• [WORK INSTRUCTIONS]: Leave out the images and return all the data word for word.

-*-*-

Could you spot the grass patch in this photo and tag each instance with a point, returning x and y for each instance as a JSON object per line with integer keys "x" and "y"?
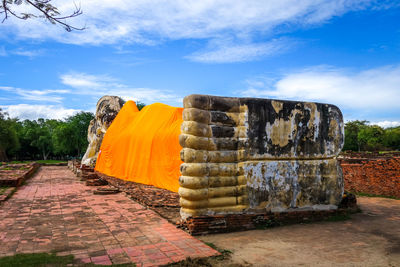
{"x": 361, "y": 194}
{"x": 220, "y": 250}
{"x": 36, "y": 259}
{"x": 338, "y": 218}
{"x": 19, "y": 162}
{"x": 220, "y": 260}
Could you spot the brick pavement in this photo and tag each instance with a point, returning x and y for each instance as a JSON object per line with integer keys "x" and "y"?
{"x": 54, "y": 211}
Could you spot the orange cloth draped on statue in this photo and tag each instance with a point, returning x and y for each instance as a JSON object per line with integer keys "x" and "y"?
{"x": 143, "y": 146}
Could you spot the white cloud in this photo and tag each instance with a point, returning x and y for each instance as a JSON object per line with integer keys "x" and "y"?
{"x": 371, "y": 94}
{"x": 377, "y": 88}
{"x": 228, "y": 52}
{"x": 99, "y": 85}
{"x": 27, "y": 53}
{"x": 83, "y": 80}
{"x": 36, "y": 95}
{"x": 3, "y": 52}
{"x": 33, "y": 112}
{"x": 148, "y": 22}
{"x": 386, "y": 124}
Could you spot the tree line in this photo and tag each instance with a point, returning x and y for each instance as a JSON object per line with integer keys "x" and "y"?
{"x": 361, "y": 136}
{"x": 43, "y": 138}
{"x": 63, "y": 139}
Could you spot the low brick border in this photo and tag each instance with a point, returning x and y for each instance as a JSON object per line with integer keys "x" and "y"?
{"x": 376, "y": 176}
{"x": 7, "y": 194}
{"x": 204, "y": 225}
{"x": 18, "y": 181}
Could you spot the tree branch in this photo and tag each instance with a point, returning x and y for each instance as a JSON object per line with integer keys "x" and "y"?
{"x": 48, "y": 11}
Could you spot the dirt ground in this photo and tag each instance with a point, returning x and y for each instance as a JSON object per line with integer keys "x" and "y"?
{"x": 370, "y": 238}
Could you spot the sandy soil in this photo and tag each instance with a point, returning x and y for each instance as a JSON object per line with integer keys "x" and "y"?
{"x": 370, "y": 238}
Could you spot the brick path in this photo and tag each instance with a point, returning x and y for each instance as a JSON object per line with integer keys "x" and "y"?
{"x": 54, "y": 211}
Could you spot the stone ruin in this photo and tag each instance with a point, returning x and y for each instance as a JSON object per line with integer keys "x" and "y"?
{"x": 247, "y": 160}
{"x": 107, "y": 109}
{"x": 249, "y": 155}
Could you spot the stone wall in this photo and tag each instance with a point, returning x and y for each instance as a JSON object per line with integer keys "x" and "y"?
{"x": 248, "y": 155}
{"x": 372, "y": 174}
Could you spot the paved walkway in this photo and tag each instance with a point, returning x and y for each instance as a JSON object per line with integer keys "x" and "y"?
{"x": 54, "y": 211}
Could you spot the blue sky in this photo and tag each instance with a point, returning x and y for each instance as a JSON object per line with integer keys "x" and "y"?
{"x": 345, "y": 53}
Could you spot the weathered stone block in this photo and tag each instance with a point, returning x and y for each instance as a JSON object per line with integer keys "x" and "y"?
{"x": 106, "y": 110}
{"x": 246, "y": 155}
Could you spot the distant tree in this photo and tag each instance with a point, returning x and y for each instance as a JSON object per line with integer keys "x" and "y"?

-*-*-

• [RESULT OF THIS EXERCISE]:
Could you spot the grass patch in this photo and tag each instance with a point, returning x and y for each instance as a JSON object per line with integer keys "x" and "y"?
{"x": 361, "y": 194}
{"x": 220, "y": 250}
{"x": 36, "y": 259}
{"x": 338, "y": 218}
{"x": 19, "y": 162}
{"x": 220, "y": 260}
Could you spot the brick pavement in this photo and tag each instance with a point, returning x and y for each instance as a JSON object per line with integer keys "x" and "y"?
{"x": 54, "y": 211}
Could you spot the orange cloth draped on statue in this photo and tag each instance with a point, returning x and y for each instance as a JSON object per line with integer keys "x" and "y"?
{"x": 143, "y": 146}
Could you spot the white cloud in this photo and tag each instance with a point, returning x and y for each instance as a JSON object per line with integer keys "x" and "y"?
{"x": 371, "y": 94}
{"x": 377, "y": 88}
{"x": 228, "y": 52}
{"x": 99, "y": 85}
{"x": 27, "y": 53}
{"x": 83, "y": 80}
{"x": 36, "y": 95}
{"x": 3, "y": 52}
{"x": 33, "y": 112}
{"x": 148, "y": 22}
{"x": 386, "y": 124}
Could you spot the tree line in this photo and tag each instance with a point, returning x and y for each instance as a JSON object per line with integer keys "x" and "y"?
{"x": 361, "y": 136}
{"x": 43, "y": 138}
{"x": 63, "y": 139}
Could you spot the low brick border in this photo and tag each instance with a point, returning x and y for each instance as a JSON object per line with integer keys "x" and "y"?
{"x": 376, "y": 176}
{"x": 7, "y": 194}
{"x": 204, "y": 225}
{"x": 18, "y": 181}
Could you spot the tree branch in this photo and tag each instance with a point, returning x and y for each instance as a JSON object per line with integer keys "x" and "y"?
{"x": 48, "y": 11}
Could you spot the dirt ground in this photo and tag each instance with a point, returning x and y for each instance as a JSON object per line with integer keys "x" and "y"?
{"x": 370, "y": 238}
Could you spot the sandy soil in this photo and tag each instance with a point, returning x and y for each instance as a JSON object per line with integer keys "x" and "y"?
{"x": 370, "y": 238}
Could you spot the brick path in this photo and tag each instance with a point, returning x and y for each instance as a JSON object per line with integer keys "x" and "y"?
{"x": 54, "y": 211}
Could you spot the stone ruin in this photo and tag each instance with a point, returning x and y for each instance as a JSON object per line with integer keys "x" and "y"?
{"x": 247, "y": 160}
{"x": 107, "y": 109}
{"x": 249, "y": 155}
Could you spot the stone wall in this photo and tag each instance with a point, returning x and y for each instance as a JSON object per line with integer keys "x" and "y"?
{"x": 248, "y": 155}
{"x": 372, "y": 174}
Could you spot the paved walkway in this photo and tag each instance with a point, returning x and y for each instance as a JSON object per line with integer keys "x" and "y"?
{"x": 54, "y": 211}
Could you spot the blue sky in this photo and tag each instance with a point, returning x and y for each instance as a JSON object per line with integer keys "x" and "y"?
{"x": 345, "y": 53}
Could you spot the weathered stone block in this photo and tag each instance with a point, returning x and y for each instance as a JSON object per line with integer keys "x" and "y"?
{"x": 106, "y": 110}
{"x": 246, "y": 155}
Could you spot the distant tree in this photo and tag each instance with a point, returning x and y for each instance as a JSON object per line with integer keys "x" and "y"?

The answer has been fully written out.